Required actions:
**A)** Decide whether each statement below agrees with the essay on NATO withdrawal, answering yes or no and quoting the exact words of the essay that settle it. (i) The provision allows withdrawal from the North Atlantic Treaty with either a two-thirds Senate vote or an Act of Congress. (ii) The essay urges President Trump to leave NATO. (iii) Section 1250A is now codified at 22 U.S.C. § 1928f.
**B)** Transcribe the essay on NATO withdrawal starting with "Let me say clearly" and going on through "ought to say so.".

Excerpt provided:

The Constitution Gives Trump NATO Exit Authority, Congress Can't Take It Away
Imagine a statute that tells the President of the United States he may not send a letter. Not a declaration of war. Not a repeal of domestic law. Just a letter, addressed to a foreign government, invoking an exit clause that the treaty itself explicitly contemplates. That is, in its essence, what Congress attempted when it passed Section 1250A of the FY2024 National Defense Authorization Act, now codified at 22 U.S.C. § 1928f. The provision declares that the President “shall not” withdraw the United States from the North Atlantic Treaty without either the Senate’s advice and consent by a two-thirds supermajority or an Act of Congress. On a straightforward reading of the Constitution’s structure, its text, and over a century of diplomatic practice, that statute is almost certainly unconstitutional.
Let me say clearly what this argument is not. I am not calling on President Trump to leave NATO. Whether the alliance serves American interests at this moment is a separate policy question, and a serious one, deserving its own deliberation. What I am arguing is simpler and more fundamental: if President Trump were to decide, in his capacity as the nation’s chief executive and its constitutional representative in foreign affairs, to give notice of withdrawal under Article 13 of the North Atlantic Treaty, Congress cannot lawfully prevent him from doing so. The statute that purports to stop him collides with Article II of the Constitution, and a court that reaches the merits of that question ought to say so.

Source excerpt:
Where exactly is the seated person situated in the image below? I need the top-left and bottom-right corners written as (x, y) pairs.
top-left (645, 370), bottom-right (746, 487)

Response list:
**A)**
(i) Yes: "without either the Senate’s advice and consent by a two-thirds supermajority or an Act of Congress"
(ii) No: "I am not calling on President Trump to leave NATO."
(iii) Yes: "now codified at 22 U.S.C. § 1928f"

**B)**
Let me say clearly what this argument is not. I am not calling on President Trump to leave NATO. Whether the alliance serves American interests at this moment is a separate policy question, and a serious one, deserving its own deliberation. What I am arguing is simpler and more fundamental: if President Trump were to decide, in his capacity as the nation’s chief executive and its constitutional representative in foreign affairs, to give notice of withdrawal under Article 13 of the North Atlantic Treaty, Congress cannot lawfully prevent him from doing so. The statute that purports to stop him collides with Article II of the Constitution, and a court that reaches the merits of that question ought to say so.